# Task instructions
Starting with the line that holds "Roadside-survey request: point out the scissor blade", copy out each remaining line of the listing below, up to and including the last one, and include nothing else.

# Data provided
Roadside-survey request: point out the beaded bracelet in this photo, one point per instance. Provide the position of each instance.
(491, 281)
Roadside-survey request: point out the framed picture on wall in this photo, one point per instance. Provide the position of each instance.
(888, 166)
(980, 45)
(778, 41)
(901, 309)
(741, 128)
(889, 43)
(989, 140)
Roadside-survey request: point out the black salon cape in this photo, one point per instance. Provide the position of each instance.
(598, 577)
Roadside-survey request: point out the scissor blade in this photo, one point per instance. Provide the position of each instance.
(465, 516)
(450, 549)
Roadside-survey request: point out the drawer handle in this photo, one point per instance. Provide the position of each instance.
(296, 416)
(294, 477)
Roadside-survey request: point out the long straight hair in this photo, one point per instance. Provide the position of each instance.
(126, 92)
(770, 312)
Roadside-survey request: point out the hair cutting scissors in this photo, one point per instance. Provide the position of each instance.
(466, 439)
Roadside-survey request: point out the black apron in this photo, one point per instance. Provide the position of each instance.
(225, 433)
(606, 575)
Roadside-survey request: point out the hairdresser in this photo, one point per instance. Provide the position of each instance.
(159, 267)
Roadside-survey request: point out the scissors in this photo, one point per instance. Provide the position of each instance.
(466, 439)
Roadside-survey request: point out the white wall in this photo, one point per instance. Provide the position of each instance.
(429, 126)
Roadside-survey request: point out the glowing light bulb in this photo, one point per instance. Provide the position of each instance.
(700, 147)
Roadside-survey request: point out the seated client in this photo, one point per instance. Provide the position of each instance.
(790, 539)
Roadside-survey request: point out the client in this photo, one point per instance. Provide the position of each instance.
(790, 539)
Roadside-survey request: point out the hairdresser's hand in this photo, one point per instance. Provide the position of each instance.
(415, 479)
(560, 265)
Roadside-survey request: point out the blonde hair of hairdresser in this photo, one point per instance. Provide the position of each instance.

# Response to the task
Roadside-survey request: point out the scissor blade in this photo, one point per instance. Provide the position of each instance.
(465, 516)
(450, 549)
Roadside-survey request: point out the drawer handle in this photo, one point per instance. Provide the position of each instance.
(296, 416)
(294, 477)
Roadside-survey request: point out the long straight hair in this photo, one point per instance. Provide the position of each instance.
(126, 92)
(770, 312)
Roadside-survey request: point out the hair cutting scissors in this photo, one point per instance. Provide the position of each instance.
(466, 439)
Roadside-survey request: point out the black apron in this photo, one point per instance. Provide the position of each instance.
(225, 433)
(606, 575)
Roadside-survey request: point out the hairdresser in this photo, one point per instance. Provide the position of each instance.
(159, 267)
Roadside-survey request: point out the scissors in this photo, one point per instance. Provide the position of each instance.
(466, 439)
Roadside-survey request: point out the white wall in this photo, one point per instance. Provide the position of each instance.
(429, 126)
Roadside-survey request: point out the glowing light bulb in this photo, one point per instance. Provide the position of each instance.
(700, 147)
Roadside-survey request: point out the seated client in this photo, one point per instance. Provide the position of each instance.
(790, 539)
Roadside-survey request: point out the client in this photo, one point per instance. Provide the position of each instance.
(790, 539)
Roadside-survey request: point out the hairdresser's hand in this photo, one point per instance. Provide the position of each instance.
(415, 479)
(560, 265)
Roadside-survey request: point out the blonde hair of hairdresser in this photo, one point per instance. Provide the position of each instance.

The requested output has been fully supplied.